* [Textausschnitt]
+---+
Starkstrom macht Kinder krank
Ein Bericht des Bundesamts für Umwelt bestätigt ältere Untersuchungen: Hochspannungsleitungen stehen im Verdacht, bei Kindern Krebs zu erzeugen. Doch die Behörden tun sich schwer mit ihrem eigenen Bericht.
Inhalt
Gesundheitstipp 02/2010
14.02.2010
Letzte Aktualisierung:
16.02.2010
Tobias Frey
Der Fall ist exemplarisch: Im Freiburger Dörfchen Jaun starben in den letzten Jahrzehnten sechs Kinder an Leukämie. Und das bei rund 700 Einwohnern. Das sind im Verhältnis rund 20-mal mehr als in der restlichen Schweiz. Die Jauner haben einen Verdacht, weshalb die Kinder sterben mussten: die Hochspannungsleitung, die durch das Dorf führt (siehe Ausgabe 7/05).
+---+
* [Gezeigtes Material]
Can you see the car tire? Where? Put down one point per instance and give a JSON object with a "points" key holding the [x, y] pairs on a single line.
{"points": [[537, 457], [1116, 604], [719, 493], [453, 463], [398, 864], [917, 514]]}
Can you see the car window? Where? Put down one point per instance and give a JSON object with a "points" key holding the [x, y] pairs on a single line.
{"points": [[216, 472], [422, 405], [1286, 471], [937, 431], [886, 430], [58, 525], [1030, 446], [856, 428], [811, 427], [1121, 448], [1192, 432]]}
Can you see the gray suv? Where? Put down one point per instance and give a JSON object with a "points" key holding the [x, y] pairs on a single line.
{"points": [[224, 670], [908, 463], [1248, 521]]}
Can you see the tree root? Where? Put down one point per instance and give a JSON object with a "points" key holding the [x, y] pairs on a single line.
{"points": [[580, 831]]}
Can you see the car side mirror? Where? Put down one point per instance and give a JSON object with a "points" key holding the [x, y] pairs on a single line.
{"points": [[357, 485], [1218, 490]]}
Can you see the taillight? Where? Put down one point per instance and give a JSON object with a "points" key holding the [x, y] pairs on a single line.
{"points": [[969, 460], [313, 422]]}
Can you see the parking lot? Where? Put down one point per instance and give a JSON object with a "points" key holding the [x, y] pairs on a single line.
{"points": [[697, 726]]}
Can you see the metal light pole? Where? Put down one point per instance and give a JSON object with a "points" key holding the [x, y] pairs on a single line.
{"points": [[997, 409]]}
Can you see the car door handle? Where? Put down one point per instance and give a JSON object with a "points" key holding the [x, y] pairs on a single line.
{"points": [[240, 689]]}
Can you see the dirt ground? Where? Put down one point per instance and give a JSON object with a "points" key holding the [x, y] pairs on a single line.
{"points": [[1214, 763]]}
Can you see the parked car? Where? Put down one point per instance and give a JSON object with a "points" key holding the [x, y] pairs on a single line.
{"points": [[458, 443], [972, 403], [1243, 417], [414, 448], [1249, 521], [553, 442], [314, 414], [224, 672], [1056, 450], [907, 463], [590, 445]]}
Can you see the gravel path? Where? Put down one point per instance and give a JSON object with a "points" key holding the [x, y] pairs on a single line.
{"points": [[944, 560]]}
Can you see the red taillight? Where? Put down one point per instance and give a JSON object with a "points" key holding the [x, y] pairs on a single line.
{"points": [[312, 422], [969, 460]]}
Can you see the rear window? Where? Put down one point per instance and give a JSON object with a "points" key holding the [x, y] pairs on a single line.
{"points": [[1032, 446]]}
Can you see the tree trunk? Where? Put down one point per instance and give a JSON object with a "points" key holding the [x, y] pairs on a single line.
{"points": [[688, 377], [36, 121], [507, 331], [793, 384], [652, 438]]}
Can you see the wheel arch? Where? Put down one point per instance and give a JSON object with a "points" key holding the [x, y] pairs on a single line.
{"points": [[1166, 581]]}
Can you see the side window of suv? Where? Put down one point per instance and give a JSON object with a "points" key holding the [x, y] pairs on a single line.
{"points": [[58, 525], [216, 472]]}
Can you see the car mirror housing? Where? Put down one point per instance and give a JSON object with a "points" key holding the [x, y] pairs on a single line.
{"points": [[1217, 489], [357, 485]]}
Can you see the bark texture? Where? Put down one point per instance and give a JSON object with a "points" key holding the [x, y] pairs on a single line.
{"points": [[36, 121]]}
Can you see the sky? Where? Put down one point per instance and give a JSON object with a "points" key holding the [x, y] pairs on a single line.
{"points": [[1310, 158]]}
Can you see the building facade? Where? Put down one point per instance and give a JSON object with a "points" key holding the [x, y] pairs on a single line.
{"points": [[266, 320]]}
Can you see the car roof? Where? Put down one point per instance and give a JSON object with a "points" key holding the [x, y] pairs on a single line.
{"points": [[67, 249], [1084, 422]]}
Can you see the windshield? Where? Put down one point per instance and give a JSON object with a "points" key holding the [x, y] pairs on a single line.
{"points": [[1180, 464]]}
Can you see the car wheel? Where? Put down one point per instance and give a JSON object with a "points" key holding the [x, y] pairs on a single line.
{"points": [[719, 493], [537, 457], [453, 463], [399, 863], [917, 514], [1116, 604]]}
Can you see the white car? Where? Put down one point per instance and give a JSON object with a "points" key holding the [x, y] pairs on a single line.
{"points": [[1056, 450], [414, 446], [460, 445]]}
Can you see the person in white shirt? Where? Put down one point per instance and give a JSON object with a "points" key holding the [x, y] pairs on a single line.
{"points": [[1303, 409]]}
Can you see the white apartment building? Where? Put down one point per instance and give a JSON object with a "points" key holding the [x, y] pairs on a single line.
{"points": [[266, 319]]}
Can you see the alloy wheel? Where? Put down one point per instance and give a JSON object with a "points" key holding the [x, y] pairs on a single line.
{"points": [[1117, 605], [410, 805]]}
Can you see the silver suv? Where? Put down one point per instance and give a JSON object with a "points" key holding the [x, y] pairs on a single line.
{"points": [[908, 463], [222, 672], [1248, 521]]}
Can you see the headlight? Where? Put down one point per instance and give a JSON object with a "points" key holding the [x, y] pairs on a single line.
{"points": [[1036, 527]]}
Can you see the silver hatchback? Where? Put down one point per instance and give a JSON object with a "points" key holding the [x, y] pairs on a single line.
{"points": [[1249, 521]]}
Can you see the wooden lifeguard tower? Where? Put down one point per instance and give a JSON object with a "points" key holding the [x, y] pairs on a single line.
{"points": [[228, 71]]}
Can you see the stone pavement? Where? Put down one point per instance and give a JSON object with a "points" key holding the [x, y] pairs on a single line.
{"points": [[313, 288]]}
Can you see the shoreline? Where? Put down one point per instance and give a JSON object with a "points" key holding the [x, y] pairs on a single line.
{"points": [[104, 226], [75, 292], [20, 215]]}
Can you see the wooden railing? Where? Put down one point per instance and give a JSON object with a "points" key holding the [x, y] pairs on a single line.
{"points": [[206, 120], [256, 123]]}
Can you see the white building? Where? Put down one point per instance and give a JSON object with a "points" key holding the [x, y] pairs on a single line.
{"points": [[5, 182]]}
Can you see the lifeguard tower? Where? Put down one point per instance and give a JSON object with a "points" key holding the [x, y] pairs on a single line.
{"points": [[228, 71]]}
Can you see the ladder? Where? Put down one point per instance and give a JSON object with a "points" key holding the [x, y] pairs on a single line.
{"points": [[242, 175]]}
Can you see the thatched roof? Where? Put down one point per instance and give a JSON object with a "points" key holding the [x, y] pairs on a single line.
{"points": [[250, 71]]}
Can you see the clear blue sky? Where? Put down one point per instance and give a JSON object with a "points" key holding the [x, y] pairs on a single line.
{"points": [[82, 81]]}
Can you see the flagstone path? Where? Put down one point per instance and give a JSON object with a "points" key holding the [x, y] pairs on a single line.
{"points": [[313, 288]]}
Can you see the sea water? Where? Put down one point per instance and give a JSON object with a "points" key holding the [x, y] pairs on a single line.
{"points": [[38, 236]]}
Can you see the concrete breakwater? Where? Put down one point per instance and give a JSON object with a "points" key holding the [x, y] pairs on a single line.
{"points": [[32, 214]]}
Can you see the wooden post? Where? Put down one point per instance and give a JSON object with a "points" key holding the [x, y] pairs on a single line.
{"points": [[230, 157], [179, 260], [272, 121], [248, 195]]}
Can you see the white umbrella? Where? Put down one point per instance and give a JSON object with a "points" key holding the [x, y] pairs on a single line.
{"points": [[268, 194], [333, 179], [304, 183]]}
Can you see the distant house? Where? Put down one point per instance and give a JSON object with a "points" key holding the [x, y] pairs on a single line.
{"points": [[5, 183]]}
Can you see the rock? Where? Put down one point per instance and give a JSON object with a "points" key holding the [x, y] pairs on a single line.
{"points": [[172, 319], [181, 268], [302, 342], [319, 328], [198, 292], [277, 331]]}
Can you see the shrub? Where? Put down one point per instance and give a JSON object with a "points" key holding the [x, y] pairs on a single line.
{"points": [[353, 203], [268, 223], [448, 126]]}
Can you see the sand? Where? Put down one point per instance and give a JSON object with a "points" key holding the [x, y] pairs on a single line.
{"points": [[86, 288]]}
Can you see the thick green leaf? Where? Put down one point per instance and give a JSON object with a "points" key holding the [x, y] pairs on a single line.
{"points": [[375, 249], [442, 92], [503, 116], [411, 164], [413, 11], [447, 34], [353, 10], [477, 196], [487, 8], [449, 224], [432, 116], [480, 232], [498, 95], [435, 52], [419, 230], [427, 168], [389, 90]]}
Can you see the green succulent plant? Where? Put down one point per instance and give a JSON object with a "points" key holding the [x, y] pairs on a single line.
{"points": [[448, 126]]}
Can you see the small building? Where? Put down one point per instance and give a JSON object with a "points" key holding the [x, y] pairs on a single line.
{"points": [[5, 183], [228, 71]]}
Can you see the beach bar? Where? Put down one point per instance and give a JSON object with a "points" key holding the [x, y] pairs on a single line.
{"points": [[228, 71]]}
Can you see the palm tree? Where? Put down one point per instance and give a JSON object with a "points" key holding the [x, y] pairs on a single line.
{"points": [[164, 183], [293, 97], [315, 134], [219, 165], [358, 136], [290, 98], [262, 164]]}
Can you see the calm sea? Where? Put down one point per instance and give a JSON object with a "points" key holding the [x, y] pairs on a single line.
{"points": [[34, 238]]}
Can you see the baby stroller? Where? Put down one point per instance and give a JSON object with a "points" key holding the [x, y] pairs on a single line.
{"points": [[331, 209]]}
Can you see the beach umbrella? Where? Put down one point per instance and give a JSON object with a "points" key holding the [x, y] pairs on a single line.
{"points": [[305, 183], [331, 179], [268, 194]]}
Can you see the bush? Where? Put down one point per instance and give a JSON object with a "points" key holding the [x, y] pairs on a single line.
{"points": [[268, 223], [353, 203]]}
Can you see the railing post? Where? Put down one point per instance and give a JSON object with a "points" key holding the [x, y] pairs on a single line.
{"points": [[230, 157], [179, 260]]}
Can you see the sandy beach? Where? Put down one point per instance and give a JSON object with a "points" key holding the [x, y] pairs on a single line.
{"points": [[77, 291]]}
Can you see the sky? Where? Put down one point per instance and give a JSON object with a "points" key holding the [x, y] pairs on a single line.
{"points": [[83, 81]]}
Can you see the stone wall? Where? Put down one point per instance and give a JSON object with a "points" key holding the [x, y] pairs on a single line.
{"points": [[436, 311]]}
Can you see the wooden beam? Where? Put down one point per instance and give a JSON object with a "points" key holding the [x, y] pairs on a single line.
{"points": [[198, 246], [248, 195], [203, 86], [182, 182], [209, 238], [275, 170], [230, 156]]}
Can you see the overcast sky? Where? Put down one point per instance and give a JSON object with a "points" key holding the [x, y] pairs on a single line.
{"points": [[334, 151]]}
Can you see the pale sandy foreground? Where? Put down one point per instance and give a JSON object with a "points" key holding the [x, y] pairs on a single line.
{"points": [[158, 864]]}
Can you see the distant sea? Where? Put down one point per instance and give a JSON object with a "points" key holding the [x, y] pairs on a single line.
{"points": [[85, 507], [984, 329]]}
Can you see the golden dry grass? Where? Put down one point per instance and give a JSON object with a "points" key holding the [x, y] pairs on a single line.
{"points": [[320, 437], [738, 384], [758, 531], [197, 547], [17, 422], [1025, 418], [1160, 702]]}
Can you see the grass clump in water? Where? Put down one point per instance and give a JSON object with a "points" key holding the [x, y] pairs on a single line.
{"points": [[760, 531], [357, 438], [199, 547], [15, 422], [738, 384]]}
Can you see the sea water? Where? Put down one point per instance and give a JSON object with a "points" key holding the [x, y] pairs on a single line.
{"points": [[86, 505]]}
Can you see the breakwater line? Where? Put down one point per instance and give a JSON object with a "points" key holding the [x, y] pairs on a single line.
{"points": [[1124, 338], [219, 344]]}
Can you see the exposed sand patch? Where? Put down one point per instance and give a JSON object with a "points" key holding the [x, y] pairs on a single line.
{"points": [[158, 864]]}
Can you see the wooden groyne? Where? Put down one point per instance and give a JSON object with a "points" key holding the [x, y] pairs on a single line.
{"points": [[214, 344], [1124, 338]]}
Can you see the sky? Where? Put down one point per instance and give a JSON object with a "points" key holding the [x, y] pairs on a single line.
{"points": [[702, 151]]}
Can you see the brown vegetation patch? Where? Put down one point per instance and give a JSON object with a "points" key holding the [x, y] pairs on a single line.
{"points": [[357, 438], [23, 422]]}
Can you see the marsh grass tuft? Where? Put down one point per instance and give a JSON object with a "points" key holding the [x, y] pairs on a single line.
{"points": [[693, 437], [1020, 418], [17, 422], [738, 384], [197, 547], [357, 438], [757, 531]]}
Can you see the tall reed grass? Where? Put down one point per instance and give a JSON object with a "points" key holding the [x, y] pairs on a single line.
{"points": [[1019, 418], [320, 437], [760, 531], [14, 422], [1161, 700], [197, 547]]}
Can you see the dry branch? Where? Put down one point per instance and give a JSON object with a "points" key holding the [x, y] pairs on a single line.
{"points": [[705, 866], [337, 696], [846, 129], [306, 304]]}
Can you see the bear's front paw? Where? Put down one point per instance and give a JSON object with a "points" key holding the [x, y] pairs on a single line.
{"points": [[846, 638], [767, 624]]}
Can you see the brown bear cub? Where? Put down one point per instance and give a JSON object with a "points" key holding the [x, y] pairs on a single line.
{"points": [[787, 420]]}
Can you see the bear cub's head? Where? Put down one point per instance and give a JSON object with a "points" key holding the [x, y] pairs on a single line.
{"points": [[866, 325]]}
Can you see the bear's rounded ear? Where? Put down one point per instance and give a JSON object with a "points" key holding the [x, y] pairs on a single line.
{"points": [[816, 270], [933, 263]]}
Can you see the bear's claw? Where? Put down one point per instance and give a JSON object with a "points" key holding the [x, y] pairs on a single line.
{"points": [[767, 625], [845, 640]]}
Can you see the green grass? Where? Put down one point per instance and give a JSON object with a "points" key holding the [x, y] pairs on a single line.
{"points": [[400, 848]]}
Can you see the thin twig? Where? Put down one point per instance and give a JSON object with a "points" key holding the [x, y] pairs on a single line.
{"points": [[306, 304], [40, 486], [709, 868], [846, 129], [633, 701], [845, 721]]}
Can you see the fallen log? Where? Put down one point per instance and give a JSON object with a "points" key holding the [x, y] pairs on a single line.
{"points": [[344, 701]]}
+---+
* [Aufgaben]
a - Nenne alle Zahlenangaben, mit denen der Textausschnitt den Fall des Dorfes Jaun beschreibt.
b - Was halten die Jauner laut Textausschnitt für den Grund, weshalb die Kinder sterben mussten?
c - Übernimm aus dem Textausschnitt wortgetreu die Passage von „Starkstrom macht Kinder“ bis „ihrem eigenen Bericht.“.
Maßgeblich ist allein der Textausschnitt.

* [Lösungen]
a -
- sechs Kinder starben an Leukämie
- rund 700 Einwohner
- rund 20-mal mehr als in der restlichen Schweiz

b - Die Hochspannungsleitung, die durch das Dorf führt.

c -
Starkstrom macht Kinder krank
Ein Bericht des Bundesamts für Umwelt bestätigt ältere Untersuchungen: Hochspannungsleitungen stehen im Verdacht, bei Kindern Krebs zu erzeugen. Doch die Behörden tun sich schwer mit ihrem eigenen Bericht.